### EXERCISE AIM
Go through the entries below and tally the lines holding "rear"; please reply with the number only.

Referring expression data
____________
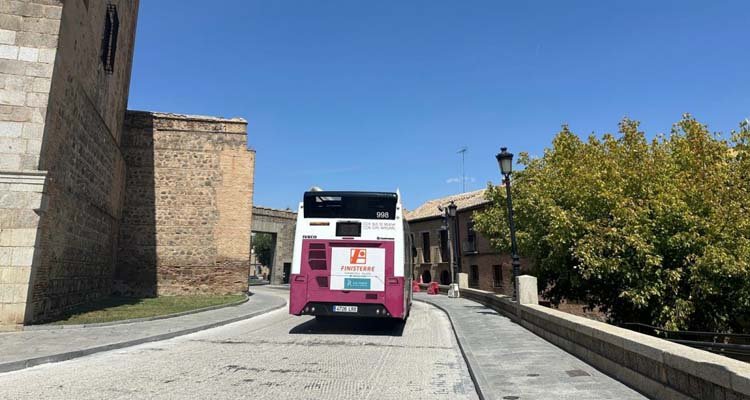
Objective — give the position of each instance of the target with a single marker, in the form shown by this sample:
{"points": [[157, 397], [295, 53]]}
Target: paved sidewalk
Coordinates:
{"points": [[25, 349], [509, 362]]}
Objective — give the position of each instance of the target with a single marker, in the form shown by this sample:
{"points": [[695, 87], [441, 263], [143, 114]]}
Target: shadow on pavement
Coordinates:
{"points": [[350, 326]]}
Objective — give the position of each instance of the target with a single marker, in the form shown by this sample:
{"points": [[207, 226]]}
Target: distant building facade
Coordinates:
{"points": [[486, 268]]}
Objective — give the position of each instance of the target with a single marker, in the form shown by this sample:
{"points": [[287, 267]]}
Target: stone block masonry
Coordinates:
{"points": [[188, 205], [22, 201], [62, 170]]}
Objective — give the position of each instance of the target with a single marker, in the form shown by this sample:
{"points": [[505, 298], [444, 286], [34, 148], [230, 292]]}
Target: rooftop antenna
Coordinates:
{"points": [[462, 151]]}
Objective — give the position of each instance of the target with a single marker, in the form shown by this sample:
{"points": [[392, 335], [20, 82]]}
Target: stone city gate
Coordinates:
{"points": [[281, 225]]}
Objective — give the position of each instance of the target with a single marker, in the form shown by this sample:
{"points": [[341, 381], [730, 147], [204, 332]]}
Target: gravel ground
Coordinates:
{"points": [[273, 356]]}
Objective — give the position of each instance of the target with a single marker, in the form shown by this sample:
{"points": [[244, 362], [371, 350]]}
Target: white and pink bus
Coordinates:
{"points": [[351, 256]]}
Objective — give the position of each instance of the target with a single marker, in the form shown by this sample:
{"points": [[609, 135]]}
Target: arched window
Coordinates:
{"points": [[109, 38]]}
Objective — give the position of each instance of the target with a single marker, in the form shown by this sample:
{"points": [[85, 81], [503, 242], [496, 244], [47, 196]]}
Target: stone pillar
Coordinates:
{"points": [[22, 200], [527, 290]]}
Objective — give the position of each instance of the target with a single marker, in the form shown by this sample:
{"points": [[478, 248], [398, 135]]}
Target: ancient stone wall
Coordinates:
{"points": [[28, 41], [80, 151], [61, 112], [188, 205]]}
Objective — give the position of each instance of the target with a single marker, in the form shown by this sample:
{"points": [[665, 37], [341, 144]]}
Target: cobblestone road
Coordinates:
{"points": [[274, 356]]}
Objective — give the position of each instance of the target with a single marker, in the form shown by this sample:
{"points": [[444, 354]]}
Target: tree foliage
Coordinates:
{"points": [[647, 231], [263, 244]]}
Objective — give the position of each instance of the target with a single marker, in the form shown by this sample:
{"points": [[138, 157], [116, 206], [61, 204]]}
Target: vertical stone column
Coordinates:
{"points": [[29, 32], [22, 200]]}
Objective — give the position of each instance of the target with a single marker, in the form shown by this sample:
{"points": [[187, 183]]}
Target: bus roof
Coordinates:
{"points": [[340, 204], [351, 194]]}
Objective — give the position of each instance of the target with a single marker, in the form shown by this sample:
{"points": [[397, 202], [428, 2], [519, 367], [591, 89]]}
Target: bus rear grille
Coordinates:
{"points": [[316, 257]]}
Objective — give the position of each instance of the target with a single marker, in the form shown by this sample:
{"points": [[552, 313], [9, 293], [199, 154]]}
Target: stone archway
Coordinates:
{"points": [[445, 277], [280, 224]]}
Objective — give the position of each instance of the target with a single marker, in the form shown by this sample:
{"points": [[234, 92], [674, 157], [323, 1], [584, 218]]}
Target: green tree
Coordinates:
{"points": [[263, 247], [647, 231]]}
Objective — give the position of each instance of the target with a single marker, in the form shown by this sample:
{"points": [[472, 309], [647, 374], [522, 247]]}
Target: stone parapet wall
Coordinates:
{"points": [[188, 202], [29, 32], [22, 200], [658, 368]]}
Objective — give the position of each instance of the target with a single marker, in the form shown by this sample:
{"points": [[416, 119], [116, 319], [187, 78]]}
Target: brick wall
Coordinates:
{"points": [[80, 151], [188, 205]]}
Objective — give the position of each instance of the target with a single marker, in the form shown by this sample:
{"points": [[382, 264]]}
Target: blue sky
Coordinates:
{"points": [[375, 95]]}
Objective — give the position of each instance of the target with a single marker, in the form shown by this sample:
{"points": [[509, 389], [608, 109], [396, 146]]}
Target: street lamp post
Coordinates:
{"points": [[505, 161]]}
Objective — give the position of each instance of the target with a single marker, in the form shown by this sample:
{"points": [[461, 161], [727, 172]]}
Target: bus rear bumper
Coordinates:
{"points": [[371, 310]]}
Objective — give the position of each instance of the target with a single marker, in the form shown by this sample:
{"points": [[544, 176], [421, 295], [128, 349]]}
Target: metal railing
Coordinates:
____________
### SOLUTION TO THIS PROBLEM
2